__RECORDS PROVIDED__.
━━━━
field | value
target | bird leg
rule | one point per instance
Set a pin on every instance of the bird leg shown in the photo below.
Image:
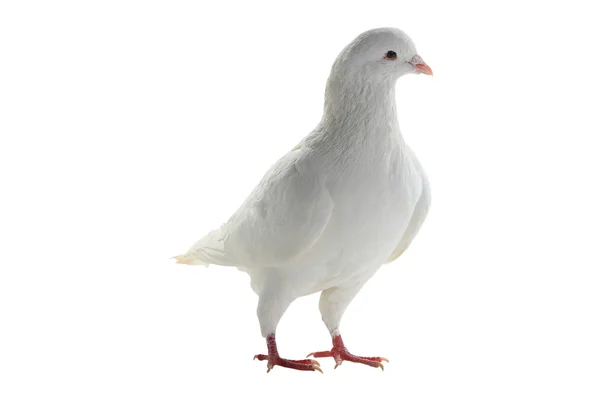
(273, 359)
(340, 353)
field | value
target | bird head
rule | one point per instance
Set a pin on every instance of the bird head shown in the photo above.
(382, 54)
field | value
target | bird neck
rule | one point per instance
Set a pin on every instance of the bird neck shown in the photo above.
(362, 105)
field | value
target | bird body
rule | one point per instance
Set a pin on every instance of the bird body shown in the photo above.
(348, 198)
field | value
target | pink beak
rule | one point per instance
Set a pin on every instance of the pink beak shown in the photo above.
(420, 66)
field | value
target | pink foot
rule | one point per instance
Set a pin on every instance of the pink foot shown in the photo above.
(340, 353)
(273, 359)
━━━━
__EXERCISE DETAILS__. Reproduce the listing above exactly, excluding all pictures.

__WORKED SOLUTION__.
field | value
target | bird leg
rule | one point per instance
Set a pin on every instance of the bird leg shown in the photo below.
Image:
(273, 359)
(340, 353)
field | value
target | bird head
rule | one point per instance
Set a pin on every instance of the bird head shown in the photo above.
(382, 54)
field | value
target | bird neck
rule | one point per instance
Set a pin on every instance of the bird neck shown in the photo above.
(362, 105)
field | value
target | bird body
rule | one point per instance
Set a pin on every instance of the bird body shown in the photo above.
(348, 198)
field | value
target | pink beak
rule | one point per instance
Set a pin on every instance of the pink beak shown in the photo above.
(420, 66)
field | value
target | pink foot
rule | one point per instance
Set a pin on every instance of the pink foot shown in the photo above.
(340, 353)
(273, 359)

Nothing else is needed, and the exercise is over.